(Records from a pointing dataset)
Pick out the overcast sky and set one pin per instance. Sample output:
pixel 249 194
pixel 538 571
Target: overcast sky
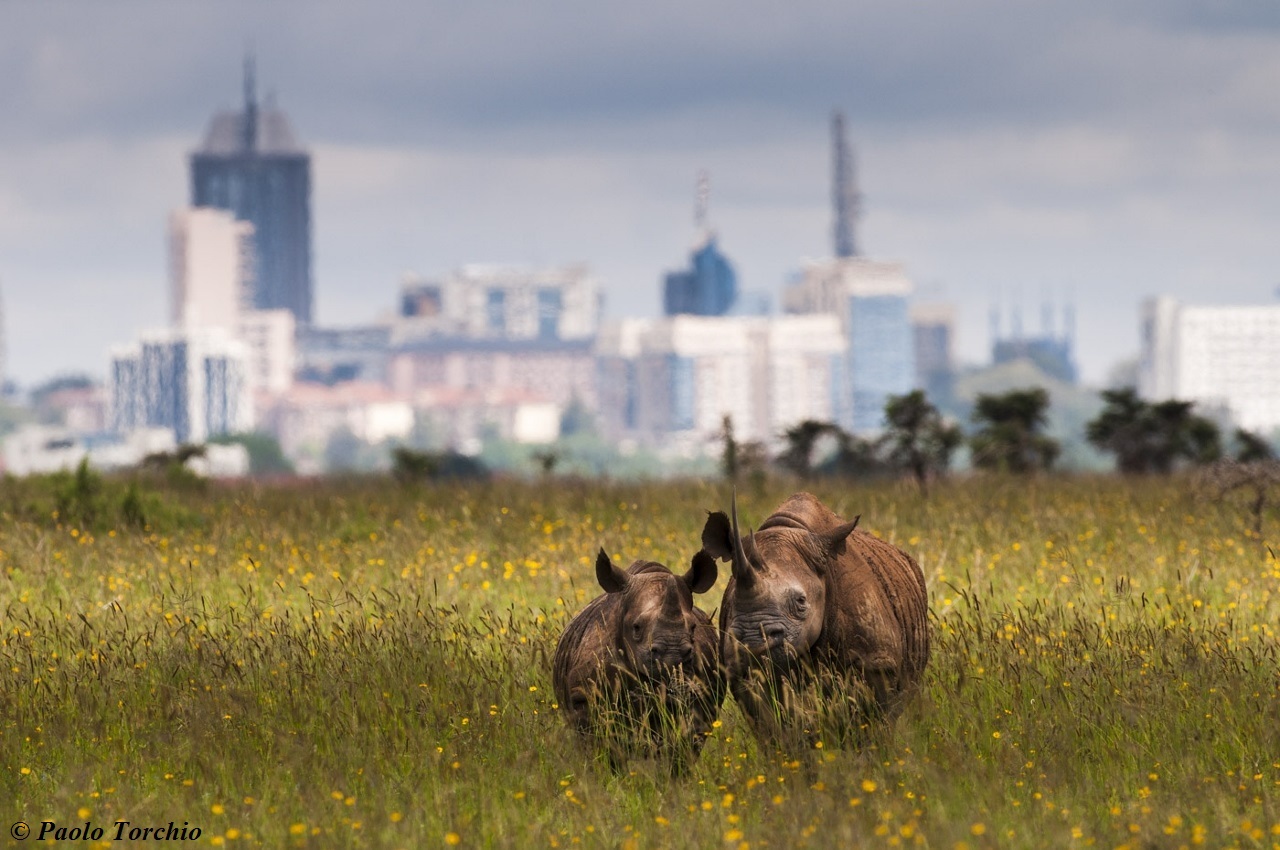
pixel 1011 151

Directions: Count the lines in the records above that contain the word "overcast", and reply with only the number.

Finished answer: 2